- _BLOQUE DE TEXTO_:
········

Por Juan Antonio Nemi Dib





Primero dudé que fuera él. Entró a la sala de abordaje del avión vestido con guayabera blanca y cargando una pequeña maleta, completamente solo. Se acercó al mostrador y entonces, al verlo de cerca ya no tuve duda: se trataba del Rector de la UNAM. ¿A qué irá a Veracruz?, me pregunté, e inmediatamente vinieron a mi memoria sus recientes comentarios sobre la realidad del país, que provocaron admiración en más de uno y que hasta ahora nadie ha refutado.

Caminó a la primera línea de asientos y mientras varios lo observábamos se sentó con una serenidad que no parecía corresponder con el responsable de administrar una comunidad escolar -considerada una de las 60 mejores entre 8 mil del mundo- integrada por 314 mil 557 estudiantes y 35 mil 057 maestros, de los que 3 mil 442 forman parte del Sistema Nacional de Investigadores.

José Narro Robles es titular de una institución, quizá la segunda o tercera del planeta por su tamaño, cuyo recinto principal es patrimonio cultural de la humanidad, que imparte 83 modalidades de maestría y doctorado, 85 licenciaturas (con 159 planes de estudio diferentes), bachillerato y dos carreras técnicas.

········

Elementos almacenados del conjunto de datos:
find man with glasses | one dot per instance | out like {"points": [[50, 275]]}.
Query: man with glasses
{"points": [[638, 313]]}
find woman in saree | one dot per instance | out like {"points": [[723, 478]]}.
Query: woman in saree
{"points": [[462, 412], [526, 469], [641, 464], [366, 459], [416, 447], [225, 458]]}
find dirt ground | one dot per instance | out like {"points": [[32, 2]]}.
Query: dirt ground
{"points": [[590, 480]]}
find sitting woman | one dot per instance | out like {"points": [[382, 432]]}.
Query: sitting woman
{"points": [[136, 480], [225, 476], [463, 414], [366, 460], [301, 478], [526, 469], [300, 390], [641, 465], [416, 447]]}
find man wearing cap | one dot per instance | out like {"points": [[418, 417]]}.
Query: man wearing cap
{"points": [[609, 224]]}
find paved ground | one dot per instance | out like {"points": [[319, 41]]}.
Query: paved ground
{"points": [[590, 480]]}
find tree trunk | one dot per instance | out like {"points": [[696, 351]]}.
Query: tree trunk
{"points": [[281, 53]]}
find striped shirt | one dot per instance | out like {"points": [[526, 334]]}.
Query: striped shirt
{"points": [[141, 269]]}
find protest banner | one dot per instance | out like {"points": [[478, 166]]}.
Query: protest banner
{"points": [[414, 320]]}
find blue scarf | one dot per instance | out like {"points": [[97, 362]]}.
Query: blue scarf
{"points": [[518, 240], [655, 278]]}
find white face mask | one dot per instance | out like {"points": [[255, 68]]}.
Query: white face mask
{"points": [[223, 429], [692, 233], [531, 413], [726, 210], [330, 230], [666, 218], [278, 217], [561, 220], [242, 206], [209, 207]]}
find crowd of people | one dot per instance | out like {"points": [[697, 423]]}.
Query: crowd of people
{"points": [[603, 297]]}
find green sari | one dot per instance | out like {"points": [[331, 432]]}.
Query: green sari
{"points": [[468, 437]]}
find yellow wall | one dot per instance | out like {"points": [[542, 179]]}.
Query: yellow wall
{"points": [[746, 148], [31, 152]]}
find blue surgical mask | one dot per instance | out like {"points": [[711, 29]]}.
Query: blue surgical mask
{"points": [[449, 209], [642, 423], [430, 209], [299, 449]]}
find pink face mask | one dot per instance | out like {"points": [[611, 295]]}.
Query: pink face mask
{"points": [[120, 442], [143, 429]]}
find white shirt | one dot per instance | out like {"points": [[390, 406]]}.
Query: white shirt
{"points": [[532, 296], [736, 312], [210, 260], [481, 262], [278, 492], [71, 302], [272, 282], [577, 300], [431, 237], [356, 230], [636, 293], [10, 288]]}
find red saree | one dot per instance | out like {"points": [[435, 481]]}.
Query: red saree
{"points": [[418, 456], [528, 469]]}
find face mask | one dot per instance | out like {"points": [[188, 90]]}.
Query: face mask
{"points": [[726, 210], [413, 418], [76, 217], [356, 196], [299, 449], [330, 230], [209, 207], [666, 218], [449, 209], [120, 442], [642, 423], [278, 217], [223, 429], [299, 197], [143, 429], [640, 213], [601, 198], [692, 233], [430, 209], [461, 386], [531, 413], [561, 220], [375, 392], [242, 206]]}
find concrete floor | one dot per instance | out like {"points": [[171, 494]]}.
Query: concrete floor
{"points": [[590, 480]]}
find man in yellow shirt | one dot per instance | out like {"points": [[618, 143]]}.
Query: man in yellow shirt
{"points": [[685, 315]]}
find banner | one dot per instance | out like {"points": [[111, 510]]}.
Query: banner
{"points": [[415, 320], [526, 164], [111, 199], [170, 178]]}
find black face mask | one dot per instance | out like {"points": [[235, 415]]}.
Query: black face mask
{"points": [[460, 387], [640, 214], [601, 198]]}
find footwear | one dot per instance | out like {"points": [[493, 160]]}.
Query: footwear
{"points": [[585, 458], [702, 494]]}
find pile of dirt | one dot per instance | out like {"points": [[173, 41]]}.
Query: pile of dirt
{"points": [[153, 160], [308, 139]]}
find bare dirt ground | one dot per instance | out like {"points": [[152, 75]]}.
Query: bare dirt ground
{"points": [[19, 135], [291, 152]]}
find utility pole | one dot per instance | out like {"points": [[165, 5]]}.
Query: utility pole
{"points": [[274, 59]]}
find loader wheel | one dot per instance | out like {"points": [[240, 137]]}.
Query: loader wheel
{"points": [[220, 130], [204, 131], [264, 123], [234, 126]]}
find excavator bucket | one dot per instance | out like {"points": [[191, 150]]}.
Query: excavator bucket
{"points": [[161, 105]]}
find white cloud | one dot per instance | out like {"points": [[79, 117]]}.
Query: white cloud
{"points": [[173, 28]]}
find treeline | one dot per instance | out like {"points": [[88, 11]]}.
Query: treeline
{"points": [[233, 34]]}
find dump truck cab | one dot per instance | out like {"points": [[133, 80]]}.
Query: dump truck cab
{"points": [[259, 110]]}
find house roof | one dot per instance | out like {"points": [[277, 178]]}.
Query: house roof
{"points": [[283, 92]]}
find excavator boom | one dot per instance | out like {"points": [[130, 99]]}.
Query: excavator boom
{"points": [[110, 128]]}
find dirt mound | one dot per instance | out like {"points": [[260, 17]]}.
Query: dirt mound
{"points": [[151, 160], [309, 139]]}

········

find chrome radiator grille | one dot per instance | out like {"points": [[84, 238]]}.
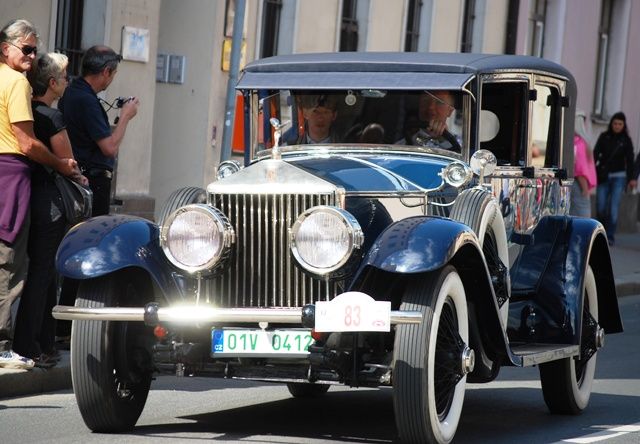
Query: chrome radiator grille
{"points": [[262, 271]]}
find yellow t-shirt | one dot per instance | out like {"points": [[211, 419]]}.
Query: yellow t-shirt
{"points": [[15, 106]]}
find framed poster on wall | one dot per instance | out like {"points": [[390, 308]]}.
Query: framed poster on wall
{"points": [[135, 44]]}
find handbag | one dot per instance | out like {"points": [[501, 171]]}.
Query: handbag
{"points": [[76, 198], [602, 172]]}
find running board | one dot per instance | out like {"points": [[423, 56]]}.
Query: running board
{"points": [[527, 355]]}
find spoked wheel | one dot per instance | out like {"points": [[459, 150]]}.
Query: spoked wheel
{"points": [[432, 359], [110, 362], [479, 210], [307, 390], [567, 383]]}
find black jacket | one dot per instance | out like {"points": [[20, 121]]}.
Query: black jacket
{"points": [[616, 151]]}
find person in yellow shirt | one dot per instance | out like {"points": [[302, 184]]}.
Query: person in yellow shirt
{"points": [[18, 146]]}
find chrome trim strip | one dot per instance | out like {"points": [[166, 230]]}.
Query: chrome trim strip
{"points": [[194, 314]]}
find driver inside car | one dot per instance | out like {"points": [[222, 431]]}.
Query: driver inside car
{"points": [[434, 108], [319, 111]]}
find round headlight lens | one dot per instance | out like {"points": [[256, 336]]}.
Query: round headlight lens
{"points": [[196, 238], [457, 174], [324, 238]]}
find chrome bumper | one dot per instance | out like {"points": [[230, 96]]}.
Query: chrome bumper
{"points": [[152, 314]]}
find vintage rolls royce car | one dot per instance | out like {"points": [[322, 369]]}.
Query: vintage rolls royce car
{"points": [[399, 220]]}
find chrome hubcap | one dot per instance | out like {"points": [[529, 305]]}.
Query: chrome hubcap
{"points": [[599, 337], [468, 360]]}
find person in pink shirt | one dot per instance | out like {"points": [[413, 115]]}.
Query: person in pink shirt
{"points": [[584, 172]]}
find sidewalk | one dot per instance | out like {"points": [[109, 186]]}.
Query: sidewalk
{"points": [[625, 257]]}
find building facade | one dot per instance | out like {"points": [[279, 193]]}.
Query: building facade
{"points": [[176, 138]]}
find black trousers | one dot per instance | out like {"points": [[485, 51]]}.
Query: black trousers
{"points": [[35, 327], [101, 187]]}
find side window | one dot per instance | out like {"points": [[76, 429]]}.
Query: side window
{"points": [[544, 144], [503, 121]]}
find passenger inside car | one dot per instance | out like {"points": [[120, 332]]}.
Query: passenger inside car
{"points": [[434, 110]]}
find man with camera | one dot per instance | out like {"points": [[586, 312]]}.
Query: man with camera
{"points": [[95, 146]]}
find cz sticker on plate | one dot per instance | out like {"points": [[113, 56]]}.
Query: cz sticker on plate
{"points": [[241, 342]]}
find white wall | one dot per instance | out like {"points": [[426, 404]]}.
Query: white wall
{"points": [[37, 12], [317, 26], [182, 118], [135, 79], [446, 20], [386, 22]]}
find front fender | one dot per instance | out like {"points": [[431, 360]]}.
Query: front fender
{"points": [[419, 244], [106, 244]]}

········

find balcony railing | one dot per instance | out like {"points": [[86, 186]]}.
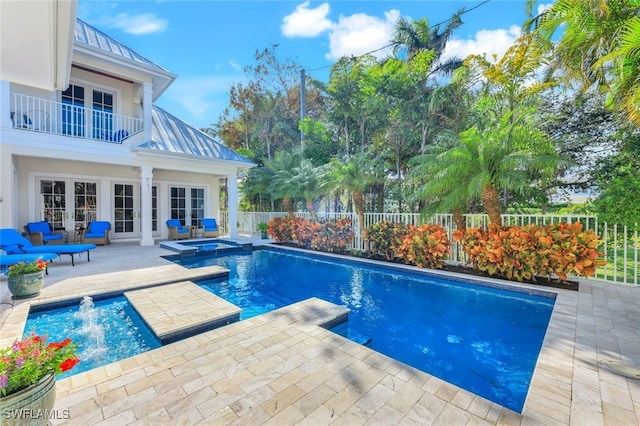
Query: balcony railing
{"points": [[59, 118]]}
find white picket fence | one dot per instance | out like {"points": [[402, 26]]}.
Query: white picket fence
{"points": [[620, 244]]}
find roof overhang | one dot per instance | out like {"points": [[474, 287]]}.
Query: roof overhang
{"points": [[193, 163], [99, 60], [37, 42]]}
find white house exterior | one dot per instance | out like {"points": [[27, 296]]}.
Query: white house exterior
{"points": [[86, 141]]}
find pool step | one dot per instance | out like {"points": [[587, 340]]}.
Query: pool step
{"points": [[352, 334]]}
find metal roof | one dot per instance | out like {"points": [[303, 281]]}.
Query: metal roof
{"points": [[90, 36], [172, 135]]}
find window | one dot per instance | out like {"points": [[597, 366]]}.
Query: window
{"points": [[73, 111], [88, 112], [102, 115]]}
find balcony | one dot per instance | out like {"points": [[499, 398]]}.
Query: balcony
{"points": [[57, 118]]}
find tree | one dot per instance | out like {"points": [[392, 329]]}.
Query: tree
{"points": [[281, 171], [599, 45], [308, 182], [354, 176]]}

········

- _EJERCICIO 1_:
Transcribe del texto sobre el Rector de la UNAM el pasaje que empieza en las palabras "Primero dudé que" y termina después de "Nacional de Investigadores.".
- _EJERCICIO 2_:
Según el texto sobre el Rector de la UNAM, ¿qué estudios imparte la institución?
Las líneas son un material independiente del texto sobre el Rector de la UNAM.

- _RESPUESTA ESCRITA 1_:
Primero dudé que fuera él. Entró a la sala de abordaje del avión vestido con guayabera blanca y cargando una pequeña maleta, completamente solo. Se acercó al mostrador y entonces, al verlo de cerca ya no tuve duda: se trataba del Rector de la UNAM. ¿A qué irá a Veracruz?, me pregunté, e inmediatamente vinieron a mi memoria sus recientes comentarios sobre la realidad del país, que provocaron admiración en más de uno y que hasta ahora nadie ha refutado.

Caminó a la primera línea de asientos y mientras varios lo observábamos se sentó con una serenidad que no parecía corresponder con el responsable de administrar una comunidad escolar -considerada una de las 60 mejores entre 8 mil del mundo- integrada por 314 mil 557 estudiantes y 35 mil 057 maestros, de los que 3 mil 442 forman parte del Sistema Nacional de Investigadores.

- _RESPUESTA ESCRITA 2_:
- 83 modalidades de maestría y doctorado
- 85 licenciaturas (con 159 planes de estudio diferentes)
- bachillerato
- dos carreras técnicas